*Text block:*
Where there’s embezzlement, there’s usually sex

Where there’s embezzlement, there’s usually sex

Yet again, we see that where there is financial misconduct by priests there is often sexual misconduct (i.e. sinful behavior) as well. In the diocese of Palm Beach, Florida, two priests have been arrested for allegedly stealing $8.6 million from a parish over the past 42 years and spending it in a number of ways, including on female companions. (What does it say about the state of the Church that I’m surprised they’re women? After all, Palm Beach does have a reputation for being gay friendly. This is also the diocese that had two consecutive bishops removed for homosexual abuse of boys: Bishop J. Keith Symons in 1999 and Bishop Anthony O’Connell in 2002.)

In any case, there sounds like deep corruption going back a long time. The charges involve two pastors, one who was installed in 2003 and the other who had been in the parish for nearly four decades.

The investigation started more than a year ago when a parishioner sent an anonymous letter to Palm Beach County State Attorney Barry Krischer about Guinan’s removal from the church and an internal audit being done by the diocese.

“As a longtime parishioner, I am concerned that the information found from this audit will remain a secret within the church, hence no criminal charges will be brought if the suspicions are found to be true,” the parishioner wrote in a letter dated April 29, 2005.

...  Another employee told Whatley that she and her mother received greeting cards containing $1,500 cash from Skehan after she refused to help the diocese with the investigation. Skehan told her he was proud of her and that the diocese was corrupt, according to the report. He also offered to pay her legal fees “if ever needed.”

*Records:*
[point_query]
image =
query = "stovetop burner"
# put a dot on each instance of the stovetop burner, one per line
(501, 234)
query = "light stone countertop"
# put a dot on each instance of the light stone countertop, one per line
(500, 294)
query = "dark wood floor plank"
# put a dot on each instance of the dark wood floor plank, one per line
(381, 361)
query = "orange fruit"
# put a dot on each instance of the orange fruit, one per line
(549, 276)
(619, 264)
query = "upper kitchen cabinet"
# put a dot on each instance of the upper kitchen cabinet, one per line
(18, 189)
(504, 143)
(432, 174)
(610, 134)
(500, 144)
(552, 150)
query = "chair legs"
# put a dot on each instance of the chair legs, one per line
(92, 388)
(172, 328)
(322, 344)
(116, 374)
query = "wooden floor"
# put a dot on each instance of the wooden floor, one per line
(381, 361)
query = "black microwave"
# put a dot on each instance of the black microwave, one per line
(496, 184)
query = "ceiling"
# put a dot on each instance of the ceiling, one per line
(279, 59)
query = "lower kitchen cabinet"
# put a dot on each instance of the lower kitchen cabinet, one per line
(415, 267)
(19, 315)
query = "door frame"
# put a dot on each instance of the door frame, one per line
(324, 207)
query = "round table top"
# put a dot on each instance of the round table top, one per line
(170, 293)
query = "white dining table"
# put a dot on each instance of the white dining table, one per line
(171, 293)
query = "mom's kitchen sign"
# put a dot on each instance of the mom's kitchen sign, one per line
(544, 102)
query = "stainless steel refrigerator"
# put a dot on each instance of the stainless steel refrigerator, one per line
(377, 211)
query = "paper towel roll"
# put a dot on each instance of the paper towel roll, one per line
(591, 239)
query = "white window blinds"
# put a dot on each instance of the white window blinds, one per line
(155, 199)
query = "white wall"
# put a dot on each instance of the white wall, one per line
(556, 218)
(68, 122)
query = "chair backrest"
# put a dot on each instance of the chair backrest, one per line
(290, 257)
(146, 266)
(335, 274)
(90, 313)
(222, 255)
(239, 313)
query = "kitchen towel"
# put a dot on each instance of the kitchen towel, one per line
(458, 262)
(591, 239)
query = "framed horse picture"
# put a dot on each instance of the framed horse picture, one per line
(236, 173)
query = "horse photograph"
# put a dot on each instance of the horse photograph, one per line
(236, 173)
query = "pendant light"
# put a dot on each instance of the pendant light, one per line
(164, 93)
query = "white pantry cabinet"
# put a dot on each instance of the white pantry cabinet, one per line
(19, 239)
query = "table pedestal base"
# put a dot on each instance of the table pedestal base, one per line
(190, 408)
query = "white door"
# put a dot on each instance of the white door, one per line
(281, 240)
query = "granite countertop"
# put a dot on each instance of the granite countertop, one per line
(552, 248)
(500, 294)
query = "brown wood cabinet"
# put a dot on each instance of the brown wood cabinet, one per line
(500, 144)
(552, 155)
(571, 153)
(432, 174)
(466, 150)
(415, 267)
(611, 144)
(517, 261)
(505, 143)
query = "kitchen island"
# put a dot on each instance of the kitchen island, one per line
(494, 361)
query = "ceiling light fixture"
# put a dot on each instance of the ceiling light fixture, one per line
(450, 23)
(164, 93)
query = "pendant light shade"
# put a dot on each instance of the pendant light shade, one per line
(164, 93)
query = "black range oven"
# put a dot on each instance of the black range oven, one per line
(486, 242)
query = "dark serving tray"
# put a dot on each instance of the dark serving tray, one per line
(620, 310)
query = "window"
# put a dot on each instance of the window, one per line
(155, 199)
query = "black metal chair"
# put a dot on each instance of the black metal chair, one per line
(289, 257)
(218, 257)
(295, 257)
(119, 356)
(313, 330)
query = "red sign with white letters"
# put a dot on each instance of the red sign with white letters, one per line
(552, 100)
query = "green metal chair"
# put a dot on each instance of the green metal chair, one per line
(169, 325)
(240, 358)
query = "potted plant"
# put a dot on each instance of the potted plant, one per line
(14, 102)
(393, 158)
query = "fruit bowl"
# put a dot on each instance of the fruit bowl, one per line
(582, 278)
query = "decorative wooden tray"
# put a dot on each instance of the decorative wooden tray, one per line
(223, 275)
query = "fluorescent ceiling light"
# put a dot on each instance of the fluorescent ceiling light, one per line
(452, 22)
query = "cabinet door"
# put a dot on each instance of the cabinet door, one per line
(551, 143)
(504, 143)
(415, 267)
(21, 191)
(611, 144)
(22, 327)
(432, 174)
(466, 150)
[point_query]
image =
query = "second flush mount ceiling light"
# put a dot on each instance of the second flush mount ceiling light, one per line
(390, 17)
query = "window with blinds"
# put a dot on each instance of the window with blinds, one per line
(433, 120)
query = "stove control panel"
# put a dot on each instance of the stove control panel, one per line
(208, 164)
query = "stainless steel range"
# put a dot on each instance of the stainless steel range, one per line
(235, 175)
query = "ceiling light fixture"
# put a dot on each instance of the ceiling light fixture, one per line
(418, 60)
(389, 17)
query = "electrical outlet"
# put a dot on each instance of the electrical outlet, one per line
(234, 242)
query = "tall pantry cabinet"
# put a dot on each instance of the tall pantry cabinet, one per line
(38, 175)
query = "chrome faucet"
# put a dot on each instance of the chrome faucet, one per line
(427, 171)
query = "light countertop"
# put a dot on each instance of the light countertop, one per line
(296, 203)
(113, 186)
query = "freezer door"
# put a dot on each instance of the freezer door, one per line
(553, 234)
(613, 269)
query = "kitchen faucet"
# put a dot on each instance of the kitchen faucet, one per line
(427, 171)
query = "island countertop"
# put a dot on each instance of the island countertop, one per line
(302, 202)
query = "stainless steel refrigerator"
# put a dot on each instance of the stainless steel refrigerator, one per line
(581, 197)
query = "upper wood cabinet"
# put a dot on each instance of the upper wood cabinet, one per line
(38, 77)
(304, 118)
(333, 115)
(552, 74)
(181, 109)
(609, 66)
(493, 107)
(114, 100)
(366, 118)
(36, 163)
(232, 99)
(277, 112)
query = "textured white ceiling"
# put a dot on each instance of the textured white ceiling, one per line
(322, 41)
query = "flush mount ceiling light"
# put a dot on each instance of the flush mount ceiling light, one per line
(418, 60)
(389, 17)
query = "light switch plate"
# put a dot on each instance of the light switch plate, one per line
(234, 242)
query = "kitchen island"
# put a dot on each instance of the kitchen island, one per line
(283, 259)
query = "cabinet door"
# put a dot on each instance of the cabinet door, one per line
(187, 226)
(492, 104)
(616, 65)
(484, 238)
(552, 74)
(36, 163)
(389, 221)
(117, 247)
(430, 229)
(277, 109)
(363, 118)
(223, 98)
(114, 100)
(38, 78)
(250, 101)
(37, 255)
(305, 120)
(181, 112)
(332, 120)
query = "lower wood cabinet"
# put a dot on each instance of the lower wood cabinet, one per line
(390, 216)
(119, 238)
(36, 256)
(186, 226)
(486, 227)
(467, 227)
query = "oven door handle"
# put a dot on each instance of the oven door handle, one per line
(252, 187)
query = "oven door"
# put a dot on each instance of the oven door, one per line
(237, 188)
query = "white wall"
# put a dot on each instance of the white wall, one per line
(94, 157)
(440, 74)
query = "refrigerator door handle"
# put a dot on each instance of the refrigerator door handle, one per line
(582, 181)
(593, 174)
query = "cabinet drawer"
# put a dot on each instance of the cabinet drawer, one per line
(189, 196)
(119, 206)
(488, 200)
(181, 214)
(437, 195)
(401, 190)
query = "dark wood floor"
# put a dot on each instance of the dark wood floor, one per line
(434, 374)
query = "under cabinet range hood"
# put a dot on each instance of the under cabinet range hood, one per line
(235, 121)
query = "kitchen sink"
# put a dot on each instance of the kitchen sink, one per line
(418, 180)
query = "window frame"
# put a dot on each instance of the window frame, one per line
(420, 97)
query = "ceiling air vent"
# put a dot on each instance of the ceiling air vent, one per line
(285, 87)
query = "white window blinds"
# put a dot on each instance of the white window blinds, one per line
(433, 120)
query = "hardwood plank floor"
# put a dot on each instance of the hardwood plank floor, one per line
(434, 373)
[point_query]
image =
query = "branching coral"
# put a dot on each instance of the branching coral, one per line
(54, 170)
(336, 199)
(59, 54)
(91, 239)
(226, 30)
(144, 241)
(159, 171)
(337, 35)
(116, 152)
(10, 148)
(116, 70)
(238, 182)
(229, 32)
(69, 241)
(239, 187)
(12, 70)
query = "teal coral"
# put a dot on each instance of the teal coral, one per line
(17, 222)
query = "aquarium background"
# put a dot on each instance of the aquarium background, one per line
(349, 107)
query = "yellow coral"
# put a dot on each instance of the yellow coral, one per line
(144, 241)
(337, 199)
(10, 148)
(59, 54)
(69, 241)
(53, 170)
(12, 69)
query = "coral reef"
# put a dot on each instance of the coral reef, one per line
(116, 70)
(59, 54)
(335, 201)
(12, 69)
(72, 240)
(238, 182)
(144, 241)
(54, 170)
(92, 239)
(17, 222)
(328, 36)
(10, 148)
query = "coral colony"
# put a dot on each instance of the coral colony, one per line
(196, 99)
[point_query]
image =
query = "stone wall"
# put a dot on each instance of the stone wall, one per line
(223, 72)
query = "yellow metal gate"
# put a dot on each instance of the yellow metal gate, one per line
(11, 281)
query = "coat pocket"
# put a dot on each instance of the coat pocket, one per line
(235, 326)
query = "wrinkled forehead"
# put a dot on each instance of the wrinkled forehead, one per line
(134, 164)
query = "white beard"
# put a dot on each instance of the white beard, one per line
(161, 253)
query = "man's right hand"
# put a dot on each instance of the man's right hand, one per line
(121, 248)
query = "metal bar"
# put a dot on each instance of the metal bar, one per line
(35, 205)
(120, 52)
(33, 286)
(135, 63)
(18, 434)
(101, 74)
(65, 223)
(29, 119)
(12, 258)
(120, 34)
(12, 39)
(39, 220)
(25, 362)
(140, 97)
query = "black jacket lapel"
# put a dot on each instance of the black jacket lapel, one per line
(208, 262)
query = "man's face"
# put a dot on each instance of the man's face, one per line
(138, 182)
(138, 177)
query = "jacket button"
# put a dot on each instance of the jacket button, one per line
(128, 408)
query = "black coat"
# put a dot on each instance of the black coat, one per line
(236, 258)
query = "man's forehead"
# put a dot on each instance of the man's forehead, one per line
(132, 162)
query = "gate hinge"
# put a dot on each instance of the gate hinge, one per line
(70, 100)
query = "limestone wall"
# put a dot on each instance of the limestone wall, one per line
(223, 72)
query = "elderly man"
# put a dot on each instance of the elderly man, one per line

*What you are asked to do:*
Decide whether each statement agrees with the text on embezzlement above, answering yes or no and quoting the words of the text that decide it.
1. The two priests are accused of taking $8.6 million from a parish over the past 42 years.
2. The parishioner who wrote to the state attorney signed the letter with their name.
3. Both pastors had been in the parish for nearly four decades.

*Exercise result:*
1. Yes: "allegedly stealing $8.6 million from a parish over the past 42 years"
2. No: "a parishioner sent an anonymous letter"
3. No: "one who was installed in 2003 and the other who had been in the parish for nearly four decades"